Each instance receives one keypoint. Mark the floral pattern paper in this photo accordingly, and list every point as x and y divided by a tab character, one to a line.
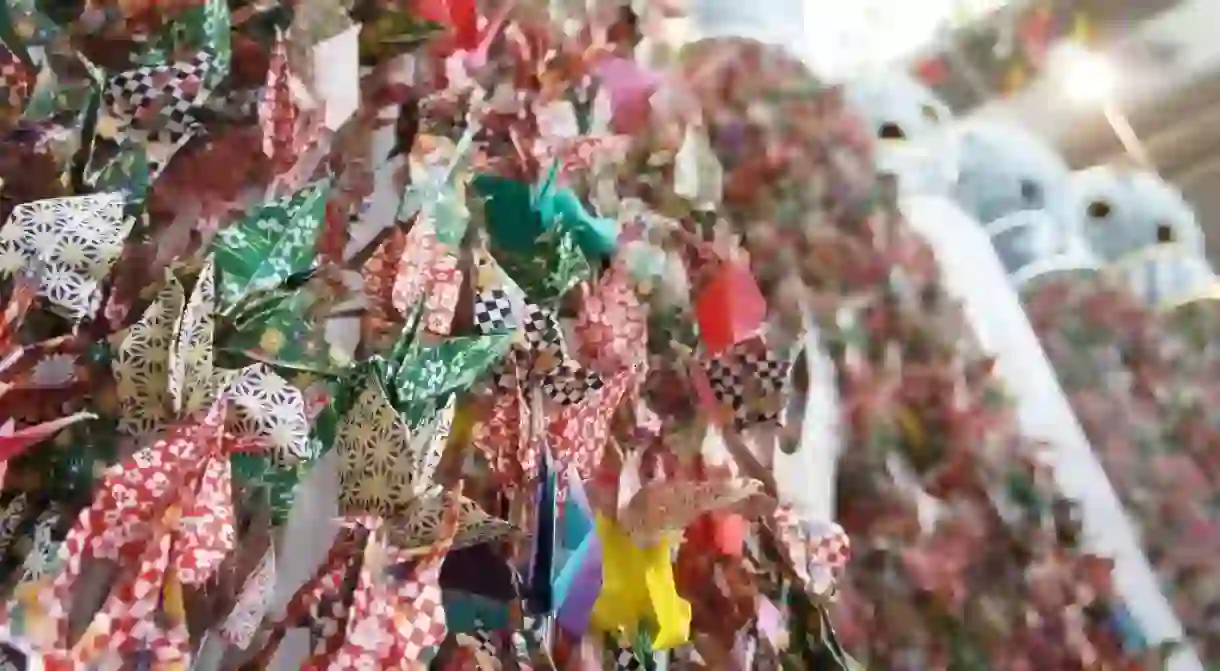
165	516
72	240
387	471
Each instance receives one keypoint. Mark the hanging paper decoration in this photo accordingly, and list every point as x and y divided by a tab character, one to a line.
73	242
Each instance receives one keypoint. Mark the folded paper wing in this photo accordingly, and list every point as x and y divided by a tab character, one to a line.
73	240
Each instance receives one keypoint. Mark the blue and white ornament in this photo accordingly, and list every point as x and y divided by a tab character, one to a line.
1126	211
1168	276
1004	170
913	131
1032	244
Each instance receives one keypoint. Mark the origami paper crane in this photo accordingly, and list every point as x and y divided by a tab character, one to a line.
519	215
753	381
583	399
421	266
72	240
148	112
165	516
815	552
287	129
397	513
166	373
637	543
23	366
387	470
393	615
16	82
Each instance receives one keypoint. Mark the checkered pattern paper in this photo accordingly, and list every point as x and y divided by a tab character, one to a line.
156	103
752	380
493	312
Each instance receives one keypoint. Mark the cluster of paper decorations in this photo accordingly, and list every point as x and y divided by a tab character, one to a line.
537	383
1110	262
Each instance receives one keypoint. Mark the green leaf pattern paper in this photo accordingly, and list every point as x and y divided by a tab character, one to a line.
208	28
453	365
272	243
283	333
550	270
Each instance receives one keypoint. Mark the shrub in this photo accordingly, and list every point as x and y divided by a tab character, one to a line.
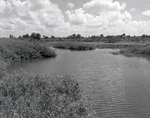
36	96
13	50
75	46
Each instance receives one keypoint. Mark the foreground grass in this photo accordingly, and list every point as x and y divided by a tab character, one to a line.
36	96
24	95
74	46
14	50
137	50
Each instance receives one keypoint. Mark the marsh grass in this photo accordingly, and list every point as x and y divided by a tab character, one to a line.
14	50
36	96
137	50
74	46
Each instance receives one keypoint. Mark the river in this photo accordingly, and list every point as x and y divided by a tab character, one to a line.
119	86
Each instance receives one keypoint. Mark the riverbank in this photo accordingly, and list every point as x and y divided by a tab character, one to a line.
14	50
75	45
27	95
136	50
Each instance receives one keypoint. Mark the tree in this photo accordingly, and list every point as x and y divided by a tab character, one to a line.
78	36
35	36
74	36
38	36
101	35
11	36
26	36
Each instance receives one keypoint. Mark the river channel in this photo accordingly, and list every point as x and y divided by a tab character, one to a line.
119	86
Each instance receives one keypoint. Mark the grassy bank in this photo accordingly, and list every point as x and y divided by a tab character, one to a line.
74	46
14	50
143	50
36	96
24	95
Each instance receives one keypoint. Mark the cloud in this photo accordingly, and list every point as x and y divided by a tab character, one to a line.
146	13
107	17
132	10
98	6
70	5
27	16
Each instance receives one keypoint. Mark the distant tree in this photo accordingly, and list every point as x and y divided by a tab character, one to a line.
143	35
19	37
45	37
74	36
101	35
26	36
38	36
35	36
52	37
11	36
78	36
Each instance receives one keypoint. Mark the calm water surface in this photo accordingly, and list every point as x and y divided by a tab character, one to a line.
118	85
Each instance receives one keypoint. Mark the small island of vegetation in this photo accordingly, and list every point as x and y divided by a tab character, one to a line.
35	96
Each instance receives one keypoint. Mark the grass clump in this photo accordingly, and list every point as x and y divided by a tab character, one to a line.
137	50
75	46
14	50
36	96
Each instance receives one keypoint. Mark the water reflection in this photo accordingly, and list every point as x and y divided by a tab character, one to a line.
118	85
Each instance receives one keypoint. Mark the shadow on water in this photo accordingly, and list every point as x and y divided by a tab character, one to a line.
118	85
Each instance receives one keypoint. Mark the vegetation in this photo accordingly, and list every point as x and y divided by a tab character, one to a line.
13	50
137	50
74	46
24	95
36	96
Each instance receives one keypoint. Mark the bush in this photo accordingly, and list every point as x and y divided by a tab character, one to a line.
75	46
140	49
36	96
13	50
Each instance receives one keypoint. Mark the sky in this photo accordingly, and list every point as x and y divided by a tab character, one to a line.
62	18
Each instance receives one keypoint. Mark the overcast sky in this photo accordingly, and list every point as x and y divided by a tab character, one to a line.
66	17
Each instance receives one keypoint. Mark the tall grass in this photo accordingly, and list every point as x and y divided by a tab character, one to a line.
24	95
75	46
13	50
36	96
137	49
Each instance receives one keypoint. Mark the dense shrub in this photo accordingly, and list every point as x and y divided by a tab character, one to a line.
13	50
137	49
75	46
35	96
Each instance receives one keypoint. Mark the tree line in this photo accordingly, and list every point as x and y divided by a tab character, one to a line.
80	38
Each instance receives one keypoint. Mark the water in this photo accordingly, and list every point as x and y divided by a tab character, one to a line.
118	85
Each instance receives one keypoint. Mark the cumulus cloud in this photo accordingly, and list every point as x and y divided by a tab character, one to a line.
98	6
132	10
101	13
107	17
70	5
30	16
146	13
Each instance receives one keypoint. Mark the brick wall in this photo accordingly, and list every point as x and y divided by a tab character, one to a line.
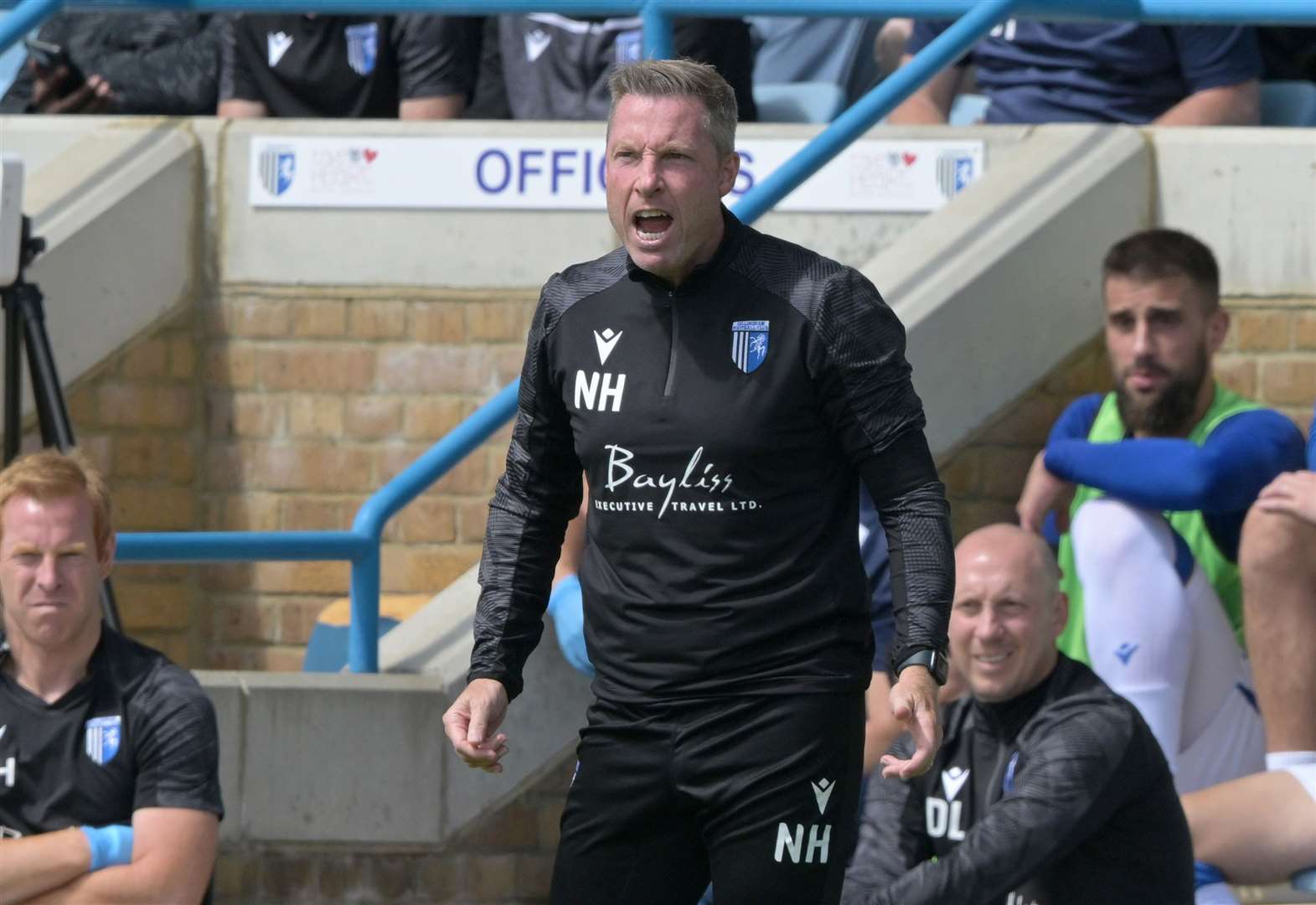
506	856
278	410
285	409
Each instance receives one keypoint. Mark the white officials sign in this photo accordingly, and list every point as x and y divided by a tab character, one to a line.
569	174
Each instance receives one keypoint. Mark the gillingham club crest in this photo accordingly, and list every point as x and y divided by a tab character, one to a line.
103	737
749	344
278	168
362	46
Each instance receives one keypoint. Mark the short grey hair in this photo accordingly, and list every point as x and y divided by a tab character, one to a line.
680	78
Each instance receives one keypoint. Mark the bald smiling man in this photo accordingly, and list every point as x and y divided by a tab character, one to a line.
1048	788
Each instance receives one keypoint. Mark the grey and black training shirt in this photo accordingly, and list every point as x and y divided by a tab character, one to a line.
723	427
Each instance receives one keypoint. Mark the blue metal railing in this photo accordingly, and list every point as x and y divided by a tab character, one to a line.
361	546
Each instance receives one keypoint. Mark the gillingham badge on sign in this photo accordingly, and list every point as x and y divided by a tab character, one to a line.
749	344
278	166
103	735
362	46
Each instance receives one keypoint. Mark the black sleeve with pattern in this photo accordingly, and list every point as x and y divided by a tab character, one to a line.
891	833
870	402
1073	778
532	504
175	73
178	746
435	55
235	80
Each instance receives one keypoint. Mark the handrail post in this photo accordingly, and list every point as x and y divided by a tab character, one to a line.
864	115
657	30
364	628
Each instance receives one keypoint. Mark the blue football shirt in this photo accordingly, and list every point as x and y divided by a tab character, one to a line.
1101	71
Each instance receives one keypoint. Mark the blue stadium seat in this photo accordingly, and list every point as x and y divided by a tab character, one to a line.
327	649
799	101
969	110
1288	103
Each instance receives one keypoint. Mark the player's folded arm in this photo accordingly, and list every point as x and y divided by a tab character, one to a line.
174	852
39	863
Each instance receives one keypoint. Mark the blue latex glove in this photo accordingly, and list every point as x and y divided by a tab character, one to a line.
569	621
111	846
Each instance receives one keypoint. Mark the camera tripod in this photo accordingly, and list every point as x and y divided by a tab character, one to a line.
25	323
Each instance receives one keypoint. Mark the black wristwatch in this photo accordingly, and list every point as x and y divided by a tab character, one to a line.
933	660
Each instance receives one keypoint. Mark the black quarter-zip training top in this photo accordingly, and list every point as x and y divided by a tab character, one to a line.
723	427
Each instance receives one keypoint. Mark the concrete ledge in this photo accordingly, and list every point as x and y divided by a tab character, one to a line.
322	758
119	211
1251	195
1012	264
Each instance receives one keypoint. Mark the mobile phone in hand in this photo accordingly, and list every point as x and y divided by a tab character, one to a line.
52	57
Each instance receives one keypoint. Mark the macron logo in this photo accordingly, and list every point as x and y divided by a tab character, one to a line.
606	343
536	43
823	794
953	780
276	45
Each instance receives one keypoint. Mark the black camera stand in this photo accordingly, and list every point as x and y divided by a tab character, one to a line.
25	323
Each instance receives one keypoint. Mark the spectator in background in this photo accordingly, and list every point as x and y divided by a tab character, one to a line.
816	49
1278	561
1048	787
1097	73
891	44
1154	481
545	66
1288	53
410	67
108	751
163	64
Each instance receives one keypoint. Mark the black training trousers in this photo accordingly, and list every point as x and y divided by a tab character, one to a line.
758	794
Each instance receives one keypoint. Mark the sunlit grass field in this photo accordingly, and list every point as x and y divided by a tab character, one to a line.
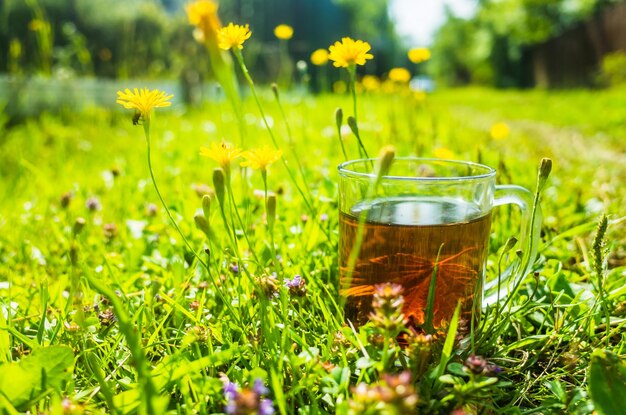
100	291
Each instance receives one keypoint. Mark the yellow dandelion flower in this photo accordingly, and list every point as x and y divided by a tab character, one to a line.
418	55
203	15
37	25
400	75
223	153
499	131
349	52
261	158
340	87
283	32
443	153
143	101
388	86
319	57
419	95
370	83
233	36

++++++++++

--- TASK OBJECTIVE ---
Reproduce, exactly and without pictures, the lines above from the one containing "Each instance receives one keypoint. Mark the sunlit" through the last line of the material, both ends included, and nothing more.

--- OUTPUT BELOW ---
Each instance receives one keypoint. Mark the sunlit grass field in this photo accordingly, and list every point as x and y divided by a tab character, one to a line.
100	291
Each instance receives one keypoint. Mark the yellow dandelion flower in this photo accordingly, and list every point as x and y divided by a tab character, one to a line.
418	55
203	15
37	25
400	75
223	153
499	131
349	52
261	158
340	87
283	32
443	153
143	101
388	86
319	57
419	95
370	83
233	36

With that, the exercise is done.